AIM OF THE EXERCISE: Can you write out each item below, character for character?

── TASK INPUT ──

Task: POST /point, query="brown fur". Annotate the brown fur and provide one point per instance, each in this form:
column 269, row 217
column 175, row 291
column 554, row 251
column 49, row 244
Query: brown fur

───

ANSWER TO THE EXERCISE:
Task: POST /point, query="brown fur". Annotate the brown fur and provide one point per instance, each in this form:
column 269, row 217
column 175, row 291
column 554, row 251
column 49, row 244
Query: brown fur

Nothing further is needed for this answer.